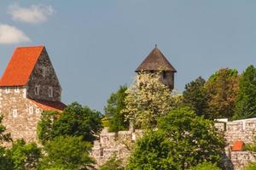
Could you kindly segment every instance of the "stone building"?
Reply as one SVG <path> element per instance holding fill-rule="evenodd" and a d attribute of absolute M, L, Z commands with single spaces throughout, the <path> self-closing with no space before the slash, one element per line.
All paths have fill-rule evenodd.
<path fill-rule="evenodd" d="M 142 72 L 160 71 L 161 82 L 171 90 L 174 88 L 174 73 L 177 71 L 156 46 L 135 71 L 137 73 L 138 82 Z"/>
<path fill-rule="evenodd" d="M 61 87 L 44 46 L 20 47 L 0 80 L 3 124 L 14 139 L 36 141 L 43 110 L 61 111 Z"/>

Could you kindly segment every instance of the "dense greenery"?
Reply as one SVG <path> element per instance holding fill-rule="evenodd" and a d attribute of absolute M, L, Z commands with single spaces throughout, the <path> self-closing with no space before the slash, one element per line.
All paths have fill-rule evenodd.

::::::

## WHAT YOU SHOULD DO
Copy all of the material above verbatim, leaving out the pictures.

## SOLUTION
Could you kindly segment every instance of the "stone building"?
Reply as one SVG <path> element per instance holding fill-rule="evenodd" and a d attribute of absolute M, L, Z commands with single spaces throughout, the <path> self-closing with no space before the slash, one element per line.
All paths have fill-rule evenodd.
<path fill-rule="evenodd" d="M 142 72 L 160 71 L 161 82 L 171 90 L 174 88 L 174 73 L 177 71 L 156 46 L 135 71 L 137 73 L 138 82 Z"/>
<path fill-rule="evenodd" d="M 61 87 L 44 46 L 20 47 L 0 80 L 3 124 L 14 139 L 36 141 L 43 110 L 61 111 Z"/>

Could you kindly segment every instance of the "dense greenery"?
Reply as one SVG <path> element per instance holding fill-rule="evenodd" and a d attribute of absolute M, L, Z commands with single spaces throughout, the <path> self-closing with no space before the slash, one element per line.
All paths have fill-rule evenodd.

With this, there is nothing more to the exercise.